**TASK TO COMPLETE**. Please copy each line from the entries that contains the string "foreleg".

**INPUT RECORDS**.
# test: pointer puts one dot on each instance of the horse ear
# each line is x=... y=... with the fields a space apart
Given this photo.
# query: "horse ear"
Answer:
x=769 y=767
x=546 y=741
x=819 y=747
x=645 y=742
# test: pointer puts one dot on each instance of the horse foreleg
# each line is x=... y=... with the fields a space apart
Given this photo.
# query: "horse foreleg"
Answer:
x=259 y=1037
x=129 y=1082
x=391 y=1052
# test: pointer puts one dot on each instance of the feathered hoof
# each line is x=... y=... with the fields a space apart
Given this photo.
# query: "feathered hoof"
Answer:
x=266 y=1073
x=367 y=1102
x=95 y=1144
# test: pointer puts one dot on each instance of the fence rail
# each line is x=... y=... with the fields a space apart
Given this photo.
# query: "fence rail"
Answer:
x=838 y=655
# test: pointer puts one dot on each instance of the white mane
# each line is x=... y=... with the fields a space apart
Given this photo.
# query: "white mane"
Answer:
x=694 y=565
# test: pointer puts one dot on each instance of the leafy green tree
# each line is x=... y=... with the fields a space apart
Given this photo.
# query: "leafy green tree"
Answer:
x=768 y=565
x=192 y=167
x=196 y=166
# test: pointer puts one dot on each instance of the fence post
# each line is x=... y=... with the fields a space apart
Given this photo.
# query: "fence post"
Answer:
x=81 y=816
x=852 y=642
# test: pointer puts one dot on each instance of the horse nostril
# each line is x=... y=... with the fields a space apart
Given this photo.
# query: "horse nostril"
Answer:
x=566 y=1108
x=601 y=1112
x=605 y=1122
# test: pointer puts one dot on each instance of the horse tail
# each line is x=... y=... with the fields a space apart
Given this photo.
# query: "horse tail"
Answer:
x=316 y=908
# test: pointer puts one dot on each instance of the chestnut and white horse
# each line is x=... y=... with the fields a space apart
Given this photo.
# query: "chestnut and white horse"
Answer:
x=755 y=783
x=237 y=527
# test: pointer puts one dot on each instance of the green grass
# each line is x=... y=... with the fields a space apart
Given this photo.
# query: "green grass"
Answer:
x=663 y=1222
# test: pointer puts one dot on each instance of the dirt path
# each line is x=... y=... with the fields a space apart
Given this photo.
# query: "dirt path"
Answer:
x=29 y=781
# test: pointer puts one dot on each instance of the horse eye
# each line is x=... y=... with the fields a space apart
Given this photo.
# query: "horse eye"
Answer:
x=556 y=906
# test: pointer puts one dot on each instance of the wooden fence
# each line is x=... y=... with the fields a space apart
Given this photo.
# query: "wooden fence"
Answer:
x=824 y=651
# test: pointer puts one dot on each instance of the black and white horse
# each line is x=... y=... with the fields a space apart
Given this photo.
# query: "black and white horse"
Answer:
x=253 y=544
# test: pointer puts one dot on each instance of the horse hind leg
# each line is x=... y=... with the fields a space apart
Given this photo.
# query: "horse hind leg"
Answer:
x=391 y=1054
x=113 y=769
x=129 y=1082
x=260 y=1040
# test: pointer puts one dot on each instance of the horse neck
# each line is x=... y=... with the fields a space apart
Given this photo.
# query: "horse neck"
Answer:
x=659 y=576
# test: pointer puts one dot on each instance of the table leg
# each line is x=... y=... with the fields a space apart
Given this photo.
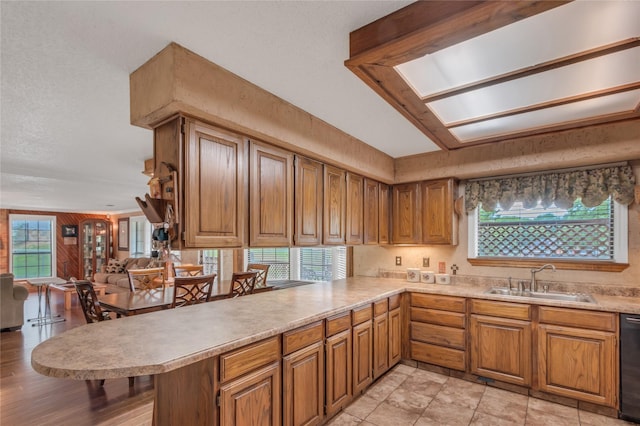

**TASK RESPONSE**.
# test: pointer puts one dot on each instance of the horse foreleg
# query: "horse foreleg"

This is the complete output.